(PROBLEM REQUIREMENTS) Print, exactly as they appear in the listing below, the lines from the line with "box: [9, 3, 90, 422]" to the line with "0L13 421L99 425L111", with both end lines kept.

(SOURCE DATA)
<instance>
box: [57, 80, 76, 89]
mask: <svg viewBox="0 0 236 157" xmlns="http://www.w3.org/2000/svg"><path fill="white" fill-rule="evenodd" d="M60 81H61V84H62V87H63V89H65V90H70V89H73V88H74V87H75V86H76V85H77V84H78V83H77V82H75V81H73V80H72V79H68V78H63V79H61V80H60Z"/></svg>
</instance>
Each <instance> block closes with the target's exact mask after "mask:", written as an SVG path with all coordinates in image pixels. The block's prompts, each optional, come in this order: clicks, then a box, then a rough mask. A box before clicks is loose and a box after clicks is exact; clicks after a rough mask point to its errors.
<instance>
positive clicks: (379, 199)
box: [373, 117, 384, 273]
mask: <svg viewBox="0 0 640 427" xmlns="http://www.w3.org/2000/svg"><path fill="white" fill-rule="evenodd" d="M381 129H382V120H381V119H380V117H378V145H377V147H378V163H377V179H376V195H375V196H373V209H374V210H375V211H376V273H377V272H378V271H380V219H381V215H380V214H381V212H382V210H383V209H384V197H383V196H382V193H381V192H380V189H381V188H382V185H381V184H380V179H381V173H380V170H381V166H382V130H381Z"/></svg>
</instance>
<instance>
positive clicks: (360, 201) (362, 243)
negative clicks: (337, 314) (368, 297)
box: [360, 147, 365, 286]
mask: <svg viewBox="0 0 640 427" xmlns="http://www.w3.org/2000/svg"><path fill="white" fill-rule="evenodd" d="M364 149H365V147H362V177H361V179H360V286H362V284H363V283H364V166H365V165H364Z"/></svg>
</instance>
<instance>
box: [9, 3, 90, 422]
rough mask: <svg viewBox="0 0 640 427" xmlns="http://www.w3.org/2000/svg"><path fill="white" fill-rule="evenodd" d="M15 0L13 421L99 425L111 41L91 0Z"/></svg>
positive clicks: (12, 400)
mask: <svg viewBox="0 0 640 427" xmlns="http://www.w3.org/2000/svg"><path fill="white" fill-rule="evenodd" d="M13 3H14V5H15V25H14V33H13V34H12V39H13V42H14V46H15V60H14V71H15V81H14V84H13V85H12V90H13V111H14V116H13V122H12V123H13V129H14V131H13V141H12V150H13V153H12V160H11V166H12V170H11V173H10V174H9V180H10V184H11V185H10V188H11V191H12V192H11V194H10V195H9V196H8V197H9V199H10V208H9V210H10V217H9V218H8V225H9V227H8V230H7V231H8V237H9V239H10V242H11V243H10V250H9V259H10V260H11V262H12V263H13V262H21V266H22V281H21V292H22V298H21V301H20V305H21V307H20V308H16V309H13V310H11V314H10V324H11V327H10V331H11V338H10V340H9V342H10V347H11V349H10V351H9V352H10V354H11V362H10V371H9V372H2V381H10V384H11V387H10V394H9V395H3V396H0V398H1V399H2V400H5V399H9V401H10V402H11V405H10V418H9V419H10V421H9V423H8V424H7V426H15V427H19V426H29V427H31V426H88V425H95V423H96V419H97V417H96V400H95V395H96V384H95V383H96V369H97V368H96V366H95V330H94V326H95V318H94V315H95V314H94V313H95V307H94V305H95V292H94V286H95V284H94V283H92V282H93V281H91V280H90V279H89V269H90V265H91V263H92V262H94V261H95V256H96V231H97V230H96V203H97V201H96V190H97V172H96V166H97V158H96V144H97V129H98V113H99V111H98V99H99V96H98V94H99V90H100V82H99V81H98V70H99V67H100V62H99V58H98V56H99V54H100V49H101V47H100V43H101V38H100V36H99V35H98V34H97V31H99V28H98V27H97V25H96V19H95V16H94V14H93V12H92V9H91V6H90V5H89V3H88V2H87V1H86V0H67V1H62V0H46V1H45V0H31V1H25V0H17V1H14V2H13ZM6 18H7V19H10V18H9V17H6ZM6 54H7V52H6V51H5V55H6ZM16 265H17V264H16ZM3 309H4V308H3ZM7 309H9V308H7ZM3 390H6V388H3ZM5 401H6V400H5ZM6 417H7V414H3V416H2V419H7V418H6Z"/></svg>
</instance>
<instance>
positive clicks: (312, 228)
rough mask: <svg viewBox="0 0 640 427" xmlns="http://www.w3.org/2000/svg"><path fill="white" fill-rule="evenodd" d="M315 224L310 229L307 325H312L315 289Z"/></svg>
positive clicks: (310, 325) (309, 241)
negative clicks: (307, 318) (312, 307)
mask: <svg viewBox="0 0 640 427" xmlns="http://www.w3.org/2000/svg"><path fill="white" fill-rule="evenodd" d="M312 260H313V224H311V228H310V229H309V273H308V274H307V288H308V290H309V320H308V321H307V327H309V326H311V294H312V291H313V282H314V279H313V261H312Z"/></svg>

--

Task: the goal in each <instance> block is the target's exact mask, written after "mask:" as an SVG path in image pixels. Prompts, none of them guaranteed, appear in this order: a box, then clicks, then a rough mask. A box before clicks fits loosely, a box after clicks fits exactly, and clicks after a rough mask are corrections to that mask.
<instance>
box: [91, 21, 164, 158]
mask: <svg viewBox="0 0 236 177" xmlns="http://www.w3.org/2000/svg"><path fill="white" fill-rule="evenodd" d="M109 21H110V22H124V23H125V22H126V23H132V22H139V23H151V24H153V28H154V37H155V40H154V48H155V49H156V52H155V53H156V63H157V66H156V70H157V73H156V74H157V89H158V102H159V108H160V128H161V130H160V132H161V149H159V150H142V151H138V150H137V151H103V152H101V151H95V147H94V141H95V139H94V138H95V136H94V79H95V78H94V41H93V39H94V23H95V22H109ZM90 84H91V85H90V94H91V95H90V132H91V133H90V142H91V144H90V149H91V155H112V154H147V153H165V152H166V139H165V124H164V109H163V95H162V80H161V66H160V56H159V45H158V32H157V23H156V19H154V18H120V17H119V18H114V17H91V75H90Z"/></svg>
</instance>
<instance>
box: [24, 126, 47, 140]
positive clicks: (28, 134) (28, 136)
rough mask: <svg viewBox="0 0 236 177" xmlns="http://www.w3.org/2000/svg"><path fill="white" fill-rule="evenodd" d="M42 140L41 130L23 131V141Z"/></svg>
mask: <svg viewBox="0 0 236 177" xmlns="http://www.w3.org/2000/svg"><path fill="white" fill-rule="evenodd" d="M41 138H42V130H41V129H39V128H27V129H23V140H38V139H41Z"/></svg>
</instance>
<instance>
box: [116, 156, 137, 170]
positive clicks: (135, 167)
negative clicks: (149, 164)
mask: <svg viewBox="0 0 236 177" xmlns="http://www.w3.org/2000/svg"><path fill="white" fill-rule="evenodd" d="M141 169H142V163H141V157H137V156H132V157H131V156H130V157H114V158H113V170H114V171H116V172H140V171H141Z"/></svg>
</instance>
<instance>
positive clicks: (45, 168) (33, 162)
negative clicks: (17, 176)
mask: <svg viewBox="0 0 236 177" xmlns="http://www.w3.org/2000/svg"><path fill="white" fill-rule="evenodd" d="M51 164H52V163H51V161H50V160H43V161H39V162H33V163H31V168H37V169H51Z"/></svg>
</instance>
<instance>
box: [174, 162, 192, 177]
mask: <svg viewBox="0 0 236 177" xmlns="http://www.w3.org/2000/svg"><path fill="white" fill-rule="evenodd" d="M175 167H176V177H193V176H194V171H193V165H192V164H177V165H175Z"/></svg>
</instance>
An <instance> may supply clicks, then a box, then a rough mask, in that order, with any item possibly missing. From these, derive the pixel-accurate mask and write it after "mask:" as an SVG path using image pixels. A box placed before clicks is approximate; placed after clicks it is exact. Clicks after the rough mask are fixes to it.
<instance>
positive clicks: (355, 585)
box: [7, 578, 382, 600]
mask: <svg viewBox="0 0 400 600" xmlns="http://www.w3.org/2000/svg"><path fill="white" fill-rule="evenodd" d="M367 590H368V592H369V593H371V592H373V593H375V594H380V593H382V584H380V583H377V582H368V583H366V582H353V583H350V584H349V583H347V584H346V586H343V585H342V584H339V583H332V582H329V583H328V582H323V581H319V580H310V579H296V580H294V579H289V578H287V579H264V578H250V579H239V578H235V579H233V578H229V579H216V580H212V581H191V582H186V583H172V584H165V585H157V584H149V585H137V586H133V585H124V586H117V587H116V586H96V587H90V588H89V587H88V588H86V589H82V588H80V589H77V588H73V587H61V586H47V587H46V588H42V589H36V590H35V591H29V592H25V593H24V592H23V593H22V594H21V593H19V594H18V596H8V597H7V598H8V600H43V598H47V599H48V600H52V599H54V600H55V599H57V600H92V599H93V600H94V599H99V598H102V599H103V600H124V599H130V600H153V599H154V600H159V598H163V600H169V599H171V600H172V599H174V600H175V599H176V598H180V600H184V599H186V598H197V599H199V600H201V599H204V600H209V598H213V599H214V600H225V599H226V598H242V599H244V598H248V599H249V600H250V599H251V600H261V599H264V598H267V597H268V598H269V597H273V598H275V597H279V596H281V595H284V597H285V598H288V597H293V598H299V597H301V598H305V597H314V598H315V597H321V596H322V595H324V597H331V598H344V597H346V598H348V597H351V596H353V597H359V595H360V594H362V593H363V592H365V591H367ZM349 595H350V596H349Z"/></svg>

---

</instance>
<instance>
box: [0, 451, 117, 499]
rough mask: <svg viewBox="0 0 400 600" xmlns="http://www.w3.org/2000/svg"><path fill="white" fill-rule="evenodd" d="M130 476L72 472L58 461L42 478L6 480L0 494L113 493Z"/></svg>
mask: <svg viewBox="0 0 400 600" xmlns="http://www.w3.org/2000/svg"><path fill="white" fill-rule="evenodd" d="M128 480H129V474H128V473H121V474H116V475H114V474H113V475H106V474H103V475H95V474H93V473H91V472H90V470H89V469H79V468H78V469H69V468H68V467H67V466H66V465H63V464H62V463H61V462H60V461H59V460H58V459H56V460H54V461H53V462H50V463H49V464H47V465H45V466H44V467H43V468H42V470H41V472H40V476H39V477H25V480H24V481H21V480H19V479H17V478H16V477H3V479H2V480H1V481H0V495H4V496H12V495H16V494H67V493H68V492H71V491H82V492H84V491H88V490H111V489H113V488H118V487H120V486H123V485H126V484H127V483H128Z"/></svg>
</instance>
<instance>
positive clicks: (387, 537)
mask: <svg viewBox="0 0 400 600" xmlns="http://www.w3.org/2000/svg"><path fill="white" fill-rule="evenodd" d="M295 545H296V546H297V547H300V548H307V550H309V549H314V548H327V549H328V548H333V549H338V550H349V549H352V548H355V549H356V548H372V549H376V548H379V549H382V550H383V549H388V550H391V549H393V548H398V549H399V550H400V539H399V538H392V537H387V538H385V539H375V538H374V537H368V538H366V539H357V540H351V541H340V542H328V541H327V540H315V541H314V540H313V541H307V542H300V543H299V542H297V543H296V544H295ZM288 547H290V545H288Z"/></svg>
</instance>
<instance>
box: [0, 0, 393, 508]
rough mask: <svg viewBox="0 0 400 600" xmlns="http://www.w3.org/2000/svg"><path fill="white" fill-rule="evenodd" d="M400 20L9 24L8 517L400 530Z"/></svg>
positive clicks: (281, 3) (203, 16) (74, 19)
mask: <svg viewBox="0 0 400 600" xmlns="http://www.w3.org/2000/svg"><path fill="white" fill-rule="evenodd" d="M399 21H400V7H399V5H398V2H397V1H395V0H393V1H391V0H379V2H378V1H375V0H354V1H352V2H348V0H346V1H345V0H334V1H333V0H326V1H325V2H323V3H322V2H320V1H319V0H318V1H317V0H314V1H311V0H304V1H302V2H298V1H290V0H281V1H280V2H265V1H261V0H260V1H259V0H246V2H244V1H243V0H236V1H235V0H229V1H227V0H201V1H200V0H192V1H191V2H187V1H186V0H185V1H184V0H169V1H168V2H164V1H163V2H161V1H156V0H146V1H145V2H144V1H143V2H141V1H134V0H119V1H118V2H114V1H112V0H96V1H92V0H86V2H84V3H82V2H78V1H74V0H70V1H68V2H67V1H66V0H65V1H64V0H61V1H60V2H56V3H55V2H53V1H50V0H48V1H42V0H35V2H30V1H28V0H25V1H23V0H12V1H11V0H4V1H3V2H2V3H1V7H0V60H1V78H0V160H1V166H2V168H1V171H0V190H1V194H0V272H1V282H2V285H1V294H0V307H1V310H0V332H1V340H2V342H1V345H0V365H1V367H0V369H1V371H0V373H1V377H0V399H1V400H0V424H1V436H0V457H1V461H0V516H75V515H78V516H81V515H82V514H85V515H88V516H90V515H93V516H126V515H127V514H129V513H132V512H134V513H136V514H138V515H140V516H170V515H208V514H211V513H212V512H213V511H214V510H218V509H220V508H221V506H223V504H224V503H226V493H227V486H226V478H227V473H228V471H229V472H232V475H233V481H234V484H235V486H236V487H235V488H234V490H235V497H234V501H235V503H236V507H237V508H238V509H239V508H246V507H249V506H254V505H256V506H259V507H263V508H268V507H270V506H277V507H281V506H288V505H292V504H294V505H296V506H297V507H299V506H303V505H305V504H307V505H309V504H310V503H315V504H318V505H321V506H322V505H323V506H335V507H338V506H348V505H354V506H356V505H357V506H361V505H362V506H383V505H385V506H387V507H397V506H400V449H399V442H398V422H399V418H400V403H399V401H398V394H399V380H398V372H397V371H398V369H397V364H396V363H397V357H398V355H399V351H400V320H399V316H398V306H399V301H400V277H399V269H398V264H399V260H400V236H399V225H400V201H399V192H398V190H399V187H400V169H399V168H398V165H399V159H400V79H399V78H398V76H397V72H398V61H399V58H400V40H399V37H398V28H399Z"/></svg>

(ANSWER SECTION)
box: [9, 3, 90, 422]
rough mask: <svg viewBox="0 0 640 427" xmlns="http://www.w3.org/2000/svg"><path fill="white" fill-rule="evenodd" d="M15 0L13 421L99 425L111 41L91 0Z"/></svg>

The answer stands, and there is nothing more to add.